Convert the lines from the line with "Would you be able to point to the woman in red" to the line with "(1240, 412)" into a Markdown table with the columns No. and Line, numbering each row and leaving out blank lines.
[START INPUT]
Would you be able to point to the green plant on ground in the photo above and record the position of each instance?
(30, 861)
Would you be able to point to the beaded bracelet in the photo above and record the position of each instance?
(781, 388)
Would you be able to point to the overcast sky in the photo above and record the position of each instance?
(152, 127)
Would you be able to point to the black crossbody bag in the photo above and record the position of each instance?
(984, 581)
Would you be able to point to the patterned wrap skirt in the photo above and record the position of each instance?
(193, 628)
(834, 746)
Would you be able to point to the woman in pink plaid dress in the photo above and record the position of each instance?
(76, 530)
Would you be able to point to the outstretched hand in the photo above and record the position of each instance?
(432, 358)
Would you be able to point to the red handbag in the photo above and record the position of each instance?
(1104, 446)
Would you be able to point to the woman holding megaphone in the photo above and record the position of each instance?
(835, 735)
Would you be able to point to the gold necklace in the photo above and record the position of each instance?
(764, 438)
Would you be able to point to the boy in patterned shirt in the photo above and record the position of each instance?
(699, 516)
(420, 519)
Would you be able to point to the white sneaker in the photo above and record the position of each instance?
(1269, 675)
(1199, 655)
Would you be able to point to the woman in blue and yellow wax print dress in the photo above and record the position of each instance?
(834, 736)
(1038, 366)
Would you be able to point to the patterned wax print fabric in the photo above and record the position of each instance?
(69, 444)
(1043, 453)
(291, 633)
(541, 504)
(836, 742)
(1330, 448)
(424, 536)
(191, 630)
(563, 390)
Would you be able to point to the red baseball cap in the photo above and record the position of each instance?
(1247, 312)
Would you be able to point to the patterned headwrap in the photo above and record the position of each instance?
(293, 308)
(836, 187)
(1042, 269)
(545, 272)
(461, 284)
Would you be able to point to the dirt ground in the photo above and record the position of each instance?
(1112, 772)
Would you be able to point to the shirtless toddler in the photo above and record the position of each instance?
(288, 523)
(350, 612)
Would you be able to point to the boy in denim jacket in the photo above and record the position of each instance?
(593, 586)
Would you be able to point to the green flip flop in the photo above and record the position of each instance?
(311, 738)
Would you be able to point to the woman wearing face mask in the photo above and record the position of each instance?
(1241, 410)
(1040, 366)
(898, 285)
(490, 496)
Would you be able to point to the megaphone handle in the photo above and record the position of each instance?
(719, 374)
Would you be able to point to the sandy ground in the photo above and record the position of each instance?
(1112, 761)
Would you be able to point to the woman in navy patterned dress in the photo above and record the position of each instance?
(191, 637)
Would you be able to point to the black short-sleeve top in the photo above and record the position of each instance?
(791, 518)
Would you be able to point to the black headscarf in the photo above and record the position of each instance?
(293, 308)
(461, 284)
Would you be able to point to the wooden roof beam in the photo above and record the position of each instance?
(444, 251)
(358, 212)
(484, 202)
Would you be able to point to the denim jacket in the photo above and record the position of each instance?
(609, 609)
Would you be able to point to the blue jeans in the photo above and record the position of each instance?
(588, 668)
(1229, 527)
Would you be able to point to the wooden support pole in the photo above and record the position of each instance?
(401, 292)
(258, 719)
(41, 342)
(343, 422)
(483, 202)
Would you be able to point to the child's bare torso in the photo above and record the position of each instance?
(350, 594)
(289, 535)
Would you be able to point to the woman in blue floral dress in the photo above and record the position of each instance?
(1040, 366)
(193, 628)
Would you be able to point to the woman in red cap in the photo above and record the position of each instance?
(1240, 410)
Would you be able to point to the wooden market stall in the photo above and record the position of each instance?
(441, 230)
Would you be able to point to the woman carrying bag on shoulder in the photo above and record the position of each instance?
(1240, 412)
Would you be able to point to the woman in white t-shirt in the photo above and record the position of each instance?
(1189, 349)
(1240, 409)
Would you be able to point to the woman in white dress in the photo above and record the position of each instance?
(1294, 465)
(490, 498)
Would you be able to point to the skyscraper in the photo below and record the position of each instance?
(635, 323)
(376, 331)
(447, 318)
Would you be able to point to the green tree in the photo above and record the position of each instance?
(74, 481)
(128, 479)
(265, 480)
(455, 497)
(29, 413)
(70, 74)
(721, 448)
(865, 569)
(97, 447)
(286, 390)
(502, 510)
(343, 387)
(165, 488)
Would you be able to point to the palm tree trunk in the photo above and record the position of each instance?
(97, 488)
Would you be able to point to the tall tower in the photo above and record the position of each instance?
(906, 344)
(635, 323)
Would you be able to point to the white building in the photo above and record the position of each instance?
[END INPUT]
* **RESULT FOR THIS EXERCISE**:
| No. | Line |
|---|---|
| 1 | Would you be able to point to the woman in red cap in the photo above and record the position of each instance? |
| 2 | (1240, 410) |
| 3 | Would you be able to point to the wooden market stall in the photo above and record the position of each instance? |
| 4 | (441, 230) |
| 5 | Would you be able to point to the woman carrying bag on shoulder in the photo above and record the position of each instance? |
| 6 | (1240, 412) |